**What is required**
Transcribe, without any change, the line that includes "Target: fence post" and all the lines that come after it in the material below.
:::
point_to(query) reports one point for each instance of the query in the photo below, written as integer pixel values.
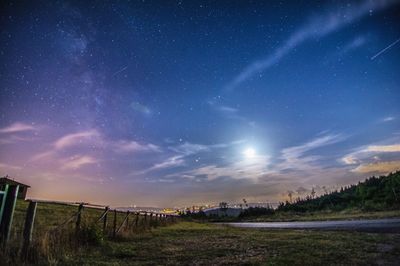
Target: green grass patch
(207, 244)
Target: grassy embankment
(199, 243)
(353, 214)
(207, 244)
(53, 243)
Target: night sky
(172, 103)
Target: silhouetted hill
(373, 194)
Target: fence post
(137, 219)
(105, 220)
(28, 227)
(9, 206)
(115, 224)
(79, 218)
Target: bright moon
(249, 153)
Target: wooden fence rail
(8, 200)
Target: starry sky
(173, 103)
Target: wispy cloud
(75, 138)
(378, 167)
(383, 148)
(7, 167)
(141, 108)
(388, 119)
(18, 127)
(242, 169)
(78, 161)
(367, 152)
(125, 146)
(374, 159)
(316, 27)
(292, 154)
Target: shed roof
(6, 180)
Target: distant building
(221, 212)
(23, 188)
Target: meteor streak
(384, 50)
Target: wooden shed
(23, 188)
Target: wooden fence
(8, 202)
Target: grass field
(209, 244)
:::
**Answer area**
Target: fence post
(137, 219)
(105, 220)
(28, 227)
(9, 206)
(115, 224)
(79, 218)
Target: bright moon
(249, 153)
Target: wooden fence rail
(8, 200)
Target: starry sky
(173, 103)
Target: wispy cloud
(75, 138)
(378, 167)
(383, 148)
(7, 167)
(141, 108)
(388, 119)
(18, 127)
(242, 169)
(78, 161)
(367, 152)
(125, 146)
(374, 159)
(316, 27)
(292, 154)
Target: shed roof
(6, 180)
Target: distant building
(221, 212)
(23, 188)
Target: meteor streak
(384, 50)
Target: wooden shed
(23, 188)
Target: wooden fence
(8, 202)
Target: grass field
(209, 244)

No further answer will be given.